*** Data supplied ***
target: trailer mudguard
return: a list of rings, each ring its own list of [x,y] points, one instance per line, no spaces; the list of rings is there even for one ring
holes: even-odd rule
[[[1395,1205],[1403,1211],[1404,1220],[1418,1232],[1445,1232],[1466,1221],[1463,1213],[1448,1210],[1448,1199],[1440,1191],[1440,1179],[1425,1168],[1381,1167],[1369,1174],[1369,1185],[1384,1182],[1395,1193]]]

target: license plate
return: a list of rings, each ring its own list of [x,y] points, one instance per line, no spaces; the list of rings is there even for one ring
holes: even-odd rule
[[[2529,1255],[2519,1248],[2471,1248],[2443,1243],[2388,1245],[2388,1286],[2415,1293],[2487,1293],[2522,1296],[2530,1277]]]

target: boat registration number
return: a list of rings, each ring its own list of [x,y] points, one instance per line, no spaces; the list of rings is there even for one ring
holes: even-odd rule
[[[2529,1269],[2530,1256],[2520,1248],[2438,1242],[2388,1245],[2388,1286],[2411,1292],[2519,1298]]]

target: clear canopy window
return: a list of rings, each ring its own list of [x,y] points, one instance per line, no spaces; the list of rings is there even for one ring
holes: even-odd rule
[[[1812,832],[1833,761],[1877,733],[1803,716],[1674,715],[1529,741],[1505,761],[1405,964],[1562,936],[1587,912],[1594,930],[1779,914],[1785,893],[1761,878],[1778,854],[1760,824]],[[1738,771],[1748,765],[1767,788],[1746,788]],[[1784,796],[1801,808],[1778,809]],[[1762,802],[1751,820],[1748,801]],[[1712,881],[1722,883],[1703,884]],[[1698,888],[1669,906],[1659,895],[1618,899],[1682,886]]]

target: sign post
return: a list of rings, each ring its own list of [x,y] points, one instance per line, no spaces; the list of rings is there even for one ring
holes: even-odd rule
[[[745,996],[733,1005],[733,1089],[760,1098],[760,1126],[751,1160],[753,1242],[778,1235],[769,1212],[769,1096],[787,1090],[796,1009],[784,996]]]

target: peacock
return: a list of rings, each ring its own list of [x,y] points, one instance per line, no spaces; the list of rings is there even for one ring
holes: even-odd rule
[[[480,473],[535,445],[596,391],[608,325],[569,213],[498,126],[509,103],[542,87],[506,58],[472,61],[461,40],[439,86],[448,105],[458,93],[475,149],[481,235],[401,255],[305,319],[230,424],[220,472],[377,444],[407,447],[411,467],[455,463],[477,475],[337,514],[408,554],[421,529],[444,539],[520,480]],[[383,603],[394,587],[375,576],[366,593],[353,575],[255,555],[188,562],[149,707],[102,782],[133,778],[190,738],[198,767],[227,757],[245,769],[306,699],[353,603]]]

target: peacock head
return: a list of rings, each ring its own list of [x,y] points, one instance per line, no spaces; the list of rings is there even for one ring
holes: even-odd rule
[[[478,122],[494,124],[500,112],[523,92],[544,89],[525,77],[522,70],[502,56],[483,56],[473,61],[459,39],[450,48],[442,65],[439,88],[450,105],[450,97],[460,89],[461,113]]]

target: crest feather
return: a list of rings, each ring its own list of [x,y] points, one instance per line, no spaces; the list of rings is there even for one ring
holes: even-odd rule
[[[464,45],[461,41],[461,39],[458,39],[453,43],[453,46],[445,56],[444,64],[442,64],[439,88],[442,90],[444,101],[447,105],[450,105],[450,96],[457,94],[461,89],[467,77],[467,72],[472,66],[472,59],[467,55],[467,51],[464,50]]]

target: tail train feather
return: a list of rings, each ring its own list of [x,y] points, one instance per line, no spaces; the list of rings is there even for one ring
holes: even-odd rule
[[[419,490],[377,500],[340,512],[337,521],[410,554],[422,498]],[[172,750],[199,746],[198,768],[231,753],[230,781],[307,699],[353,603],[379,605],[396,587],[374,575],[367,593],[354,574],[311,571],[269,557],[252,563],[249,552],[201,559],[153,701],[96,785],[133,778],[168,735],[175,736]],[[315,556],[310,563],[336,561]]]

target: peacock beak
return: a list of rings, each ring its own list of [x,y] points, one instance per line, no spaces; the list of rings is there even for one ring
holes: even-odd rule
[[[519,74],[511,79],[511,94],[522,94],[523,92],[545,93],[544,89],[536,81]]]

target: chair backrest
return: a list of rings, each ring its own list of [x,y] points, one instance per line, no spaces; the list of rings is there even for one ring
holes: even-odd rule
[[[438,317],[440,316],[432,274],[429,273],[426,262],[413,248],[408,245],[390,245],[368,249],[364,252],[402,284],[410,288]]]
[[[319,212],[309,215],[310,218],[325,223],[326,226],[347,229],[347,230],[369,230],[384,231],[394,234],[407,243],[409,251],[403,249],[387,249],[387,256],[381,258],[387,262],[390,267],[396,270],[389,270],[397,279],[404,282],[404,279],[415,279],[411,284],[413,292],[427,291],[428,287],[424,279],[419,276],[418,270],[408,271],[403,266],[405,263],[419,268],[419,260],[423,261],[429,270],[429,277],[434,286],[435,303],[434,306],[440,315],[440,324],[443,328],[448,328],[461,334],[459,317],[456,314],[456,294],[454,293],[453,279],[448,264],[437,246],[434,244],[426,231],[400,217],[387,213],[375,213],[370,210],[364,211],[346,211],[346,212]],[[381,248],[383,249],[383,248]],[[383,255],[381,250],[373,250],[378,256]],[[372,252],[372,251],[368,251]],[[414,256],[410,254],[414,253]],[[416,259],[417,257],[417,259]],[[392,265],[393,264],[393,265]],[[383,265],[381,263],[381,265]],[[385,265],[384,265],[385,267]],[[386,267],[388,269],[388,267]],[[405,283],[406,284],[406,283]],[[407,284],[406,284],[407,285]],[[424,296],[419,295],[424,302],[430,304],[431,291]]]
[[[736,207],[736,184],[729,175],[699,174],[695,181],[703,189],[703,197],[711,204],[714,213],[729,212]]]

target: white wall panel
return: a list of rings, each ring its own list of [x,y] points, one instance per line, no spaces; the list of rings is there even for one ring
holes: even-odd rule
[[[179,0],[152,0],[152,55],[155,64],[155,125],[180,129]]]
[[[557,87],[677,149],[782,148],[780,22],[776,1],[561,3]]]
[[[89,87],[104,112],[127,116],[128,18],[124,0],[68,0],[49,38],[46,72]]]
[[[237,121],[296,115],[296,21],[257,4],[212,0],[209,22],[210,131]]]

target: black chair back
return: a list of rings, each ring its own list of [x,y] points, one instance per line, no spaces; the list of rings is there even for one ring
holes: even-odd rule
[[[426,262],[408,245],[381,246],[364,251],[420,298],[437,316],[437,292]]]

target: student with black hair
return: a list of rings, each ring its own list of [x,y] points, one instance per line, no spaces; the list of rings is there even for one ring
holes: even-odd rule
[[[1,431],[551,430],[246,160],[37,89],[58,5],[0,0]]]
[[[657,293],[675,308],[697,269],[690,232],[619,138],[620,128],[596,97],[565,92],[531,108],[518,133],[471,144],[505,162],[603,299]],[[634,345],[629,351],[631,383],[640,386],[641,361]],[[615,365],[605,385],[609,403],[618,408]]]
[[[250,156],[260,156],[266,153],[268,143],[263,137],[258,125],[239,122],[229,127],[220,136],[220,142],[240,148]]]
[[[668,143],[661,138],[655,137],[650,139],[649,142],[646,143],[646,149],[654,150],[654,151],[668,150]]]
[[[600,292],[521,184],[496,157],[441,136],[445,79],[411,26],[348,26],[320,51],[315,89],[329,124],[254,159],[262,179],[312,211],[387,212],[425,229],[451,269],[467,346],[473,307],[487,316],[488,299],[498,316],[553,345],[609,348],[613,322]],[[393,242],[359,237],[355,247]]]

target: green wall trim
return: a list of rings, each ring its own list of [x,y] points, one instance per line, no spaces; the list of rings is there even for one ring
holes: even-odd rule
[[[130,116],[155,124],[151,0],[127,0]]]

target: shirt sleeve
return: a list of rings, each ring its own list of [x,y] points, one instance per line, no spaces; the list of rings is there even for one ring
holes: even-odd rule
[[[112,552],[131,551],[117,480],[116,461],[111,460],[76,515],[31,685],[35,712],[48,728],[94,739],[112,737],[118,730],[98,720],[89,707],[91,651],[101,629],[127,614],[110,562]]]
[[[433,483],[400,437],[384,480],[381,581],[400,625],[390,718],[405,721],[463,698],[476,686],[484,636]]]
*** End of Data supplied ***
- _Brief_
Lines of the material that hold the word "black" should be counted, and the number alone given.

- _Task solution_
2